──────── Data section ────────
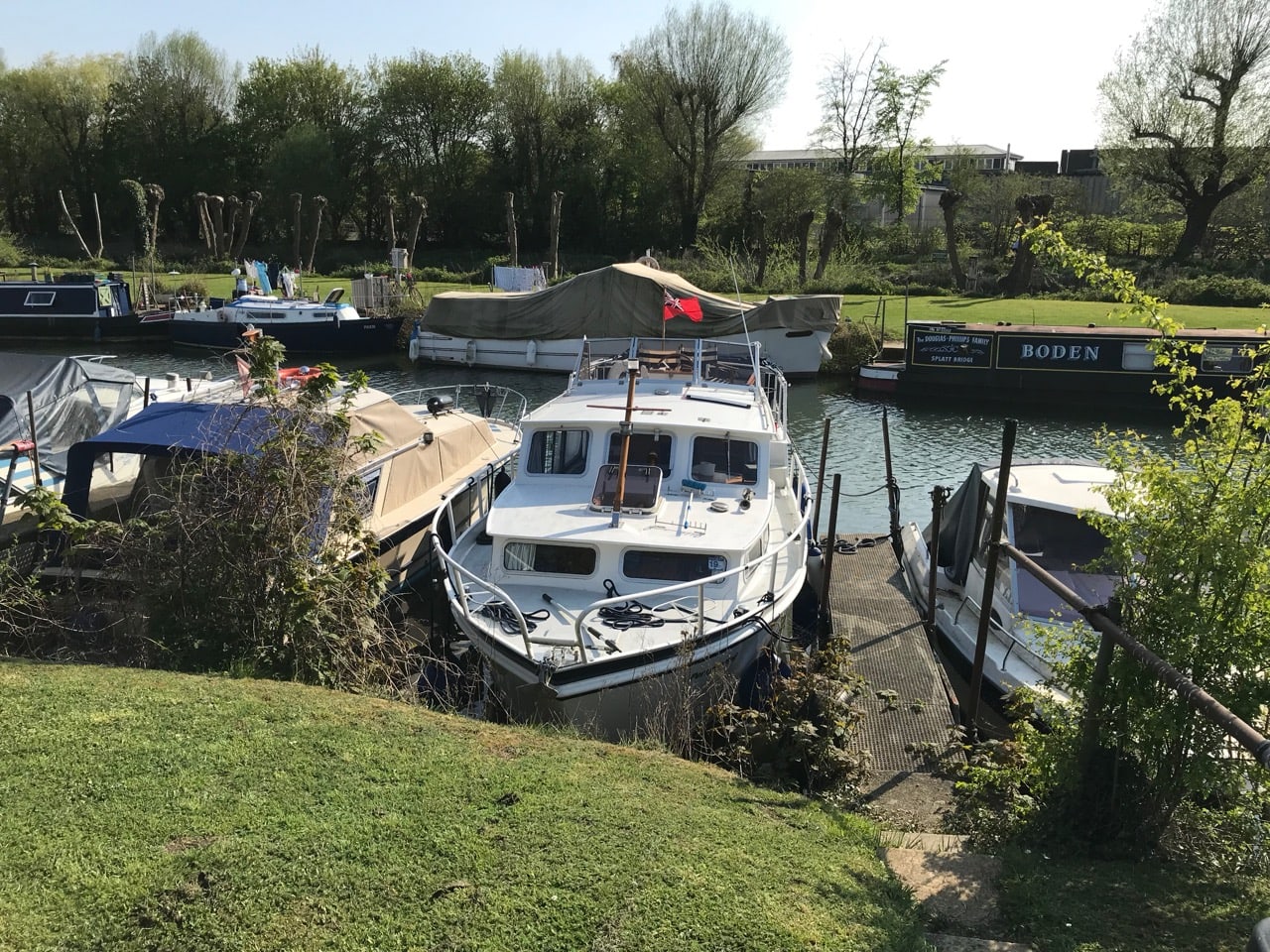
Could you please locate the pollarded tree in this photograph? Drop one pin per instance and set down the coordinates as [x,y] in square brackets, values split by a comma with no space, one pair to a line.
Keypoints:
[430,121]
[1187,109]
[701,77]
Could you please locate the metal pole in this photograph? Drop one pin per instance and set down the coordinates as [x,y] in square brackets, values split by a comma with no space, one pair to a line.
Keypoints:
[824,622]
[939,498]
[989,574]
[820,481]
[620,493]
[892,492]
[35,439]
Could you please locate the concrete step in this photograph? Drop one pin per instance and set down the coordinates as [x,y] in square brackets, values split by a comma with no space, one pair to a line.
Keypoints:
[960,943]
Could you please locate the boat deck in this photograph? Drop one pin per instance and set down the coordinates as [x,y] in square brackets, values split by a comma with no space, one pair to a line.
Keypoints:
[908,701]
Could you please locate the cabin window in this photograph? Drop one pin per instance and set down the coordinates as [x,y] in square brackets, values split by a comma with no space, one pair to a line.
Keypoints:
────────
**Stated task:**
Could you rewrite the data, from the line containing "Could you please locate the boat" through the last line inclusive, as a JSON list of strings with one string per line and blank lines left out?

**Exercise answer:**
[
  "Could you please locate the boat deck in this photograph? Drop one pin per instance and set down the coordinates as [x,y] in square brackets, values split by a comma with no space, one pair to a line.",
  "Keypoints:",
  "[908,701]",
  "Could you please locate the cabin window in this photograph? Drop one pin per instance and set down the coordinates as [x,y] in square brackets, values split by a comma with no space, one pair to a line.",
  "Keypoints:"
]